Dr. Benedikt Schreiner, Direktor der Bezirksverwaltung Oberpfalz, und Prof. Dr. Berthold Langguth, Chefarzt der Psychiatrischen Institutsambulanz und Tageskliniken am Bezirksklinikum Regensburg, beschrieben ihrerseits den Status quo der psychosozialen und der psychiatrischen Versorgungslandschaft Oberpfalz.
„Heute sind die Empfehlungen der Enquête im Wesentlichen umgesetzt. Mehr noch: Der Erste Bayerische Psychiatrieplan von 1979 hat nicht nur Psychiatrie-Grundsätze festgeschrieben, sondern evaluiert die Umsetzung im Freistaat durch regelmäßige Psychiatrieberichte.“, so Dr. Schreiner. Die Oberpfälzer psychosoziale Versorgung ruhe 2025 auf vielen dezentralen Schultern: Acht Sozialpsychiatrische Dienste (SpDI), neun Suchtberatungsstellen unter verschiedener Trägerschaft, der Krisendienst Oberpfalz und Beratungsangebote zu Spezialthemen wie Gerontopsychiatrie seien Beispiele. Nicht zu vergessen die PSAGen und Steuerungsverbünde, die die regionalen Bedarfe ermitteln und überwachen. Der Bezirk als hauptsächlicher Träger der stationären psychiatrischen Versorgung sei über seine Medizinischen Einrichtungen heute an acht Orten in der Oberpfalz präsent. Patienten- und Angehörigenorganisationen seien eng in die strukturellen Diskussionen eingebunden.
Aber die Herausforderungen für die Zukunft seien nicht zu leugnen, so Dr. Schreiner: Der Fachkräftemangel bei enorm steigenden Patientenzahlen; die Engpässe vor allem bei angepassten Wohnformen für psychisch kranke Menschen; Arbeitslosigkeit der Betroffenen; der steigende Anteil alternder Menschen mit schweren Behinderungen; nicht zuletzt: herausforderndes Verhalten bei Patienten.
Treten wir auf der Stelle?
Genau diese Themen griff Prof. Langguth auf. „Unsere Stationen laufen über – die Wartelisten sind ellenlang. Das heutige Hilfesystem ist zwar niederschwellig und vielfältig, aber auch komplex und unübersichtlich“, sagt der Chefarzt. „Wenn wir einen Patienten aus der Klinik abverlegen möchten, wissen wir oft nicht wohin – vor allem bei schwierigen Patienten“.

________

Wie viele Sozialpsychiatrische Dienste gibt es laut dem Text zur psychiatrischen Versorgung in der Oberpfalz im Jahr 2025?

________

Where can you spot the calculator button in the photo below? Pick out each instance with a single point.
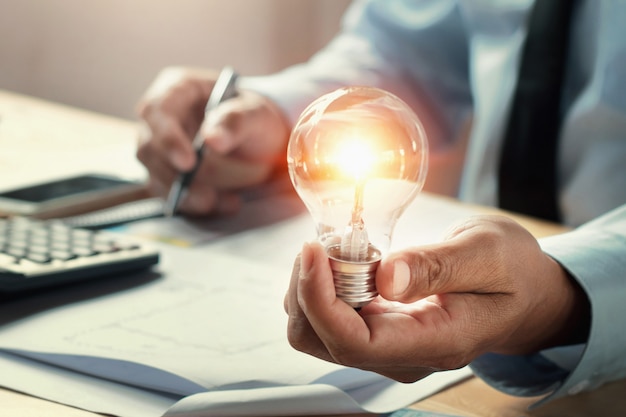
(38, 257)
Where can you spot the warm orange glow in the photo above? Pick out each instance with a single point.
(355, 158)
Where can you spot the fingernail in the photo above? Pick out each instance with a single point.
(401, 277)
(180, 161)
(305, 259)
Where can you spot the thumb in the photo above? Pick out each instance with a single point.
(221, 126)
(467, 262)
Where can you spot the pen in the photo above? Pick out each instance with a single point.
(224, 89)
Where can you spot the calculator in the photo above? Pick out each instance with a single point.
(36, 254)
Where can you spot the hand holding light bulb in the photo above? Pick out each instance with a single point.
(487, 287)
(357, 157)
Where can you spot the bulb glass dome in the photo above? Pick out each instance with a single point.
(357, 158)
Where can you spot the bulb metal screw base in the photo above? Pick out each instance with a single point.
(355, 281)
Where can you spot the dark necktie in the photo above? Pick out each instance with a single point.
(528, 163)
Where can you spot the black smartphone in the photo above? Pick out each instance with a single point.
(70, 196)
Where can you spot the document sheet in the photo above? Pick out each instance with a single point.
(202, 334)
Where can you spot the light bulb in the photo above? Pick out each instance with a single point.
(357, 157)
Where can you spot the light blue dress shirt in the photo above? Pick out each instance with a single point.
(456, 62)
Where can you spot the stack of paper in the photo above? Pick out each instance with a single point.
(205, 334)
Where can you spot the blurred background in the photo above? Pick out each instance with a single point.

________

- **ANTWORT**
Acht Sozialpsychiatrische Dienste (SpDI).